Task directions: Repeat the data that follows verbatim. Images are not part of the copy.

[[ Dataset records, beginning ]]

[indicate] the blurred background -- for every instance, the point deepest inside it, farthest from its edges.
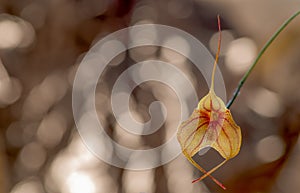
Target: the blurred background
(42, 43)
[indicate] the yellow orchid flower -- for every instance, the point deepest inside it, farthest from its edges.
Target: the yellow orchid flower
(210, 125)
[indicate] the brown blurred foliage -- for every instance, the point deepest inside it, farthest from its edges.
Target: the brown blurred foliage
(40, 149)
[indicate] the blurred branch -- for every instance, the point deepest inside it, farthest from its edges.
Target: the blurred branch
(3, 169)
(262, 51)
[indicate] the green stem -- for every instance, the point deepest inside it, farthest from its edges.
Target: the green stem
(262, 51)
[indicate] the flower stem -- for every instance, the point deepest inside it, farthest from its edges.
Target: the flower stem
(262, 51)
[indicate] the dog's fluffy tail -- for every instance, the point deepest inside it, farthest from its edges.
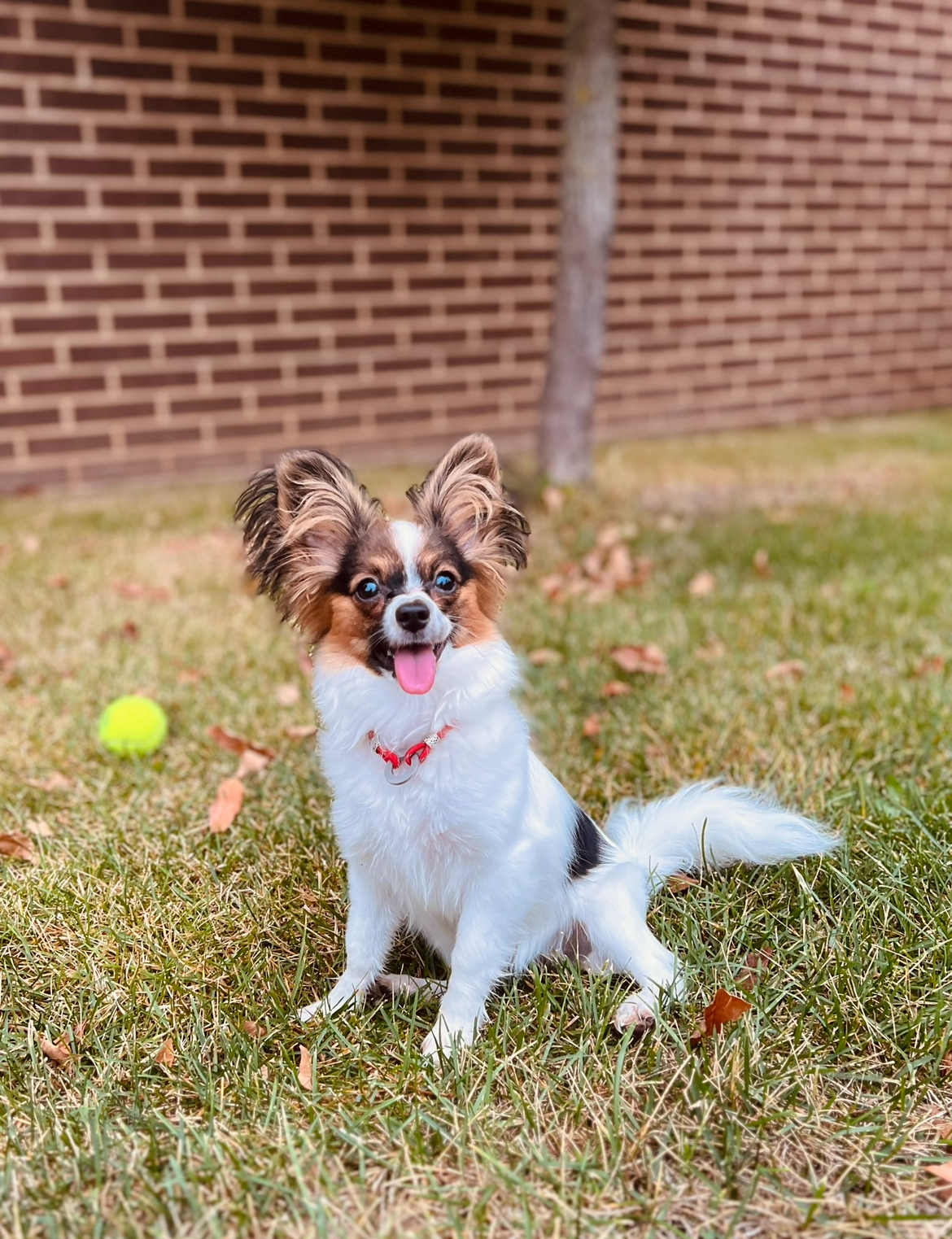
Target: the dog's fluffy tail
(708, 824)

[[ Dataset records, end ]]

Written solution:
[indicate] the blurred background -- for every instance, the point deepest inside it, farthest from its edges.
Target: the blurred background
(42, 43)
[indicate] the yellow orchid flower -- for every instance, the point deepest inside it, farthest from its edges.
Target: the yellow orchid flower
(210, 125)
[indicate] the brown blurred foliage -- for every instance, the point deepest inside it, farthest from its edges.
Target: the brown blurred foliage
(40, 149)
[indicate] the blurred branch -- for every instance, the point deepest inside it, farthest from its edges.
Target: the blurred branch
(3, 169)
(262, 51)
[indicate] the green stem -- for every instance, the point deepest inside it, farthest from its edges.
Target: the green stem
(262, 51)
[indicate] the flower stem -- for every instance, the point deepest inside it, farthest from its edges.
Target: the flower stem
(262, 51)
[indicate] the dog's fluffy tail -- for every instance, the point deepest inside it, farthest from its edges.
Target: the dog's fluffy tail
(708, 824)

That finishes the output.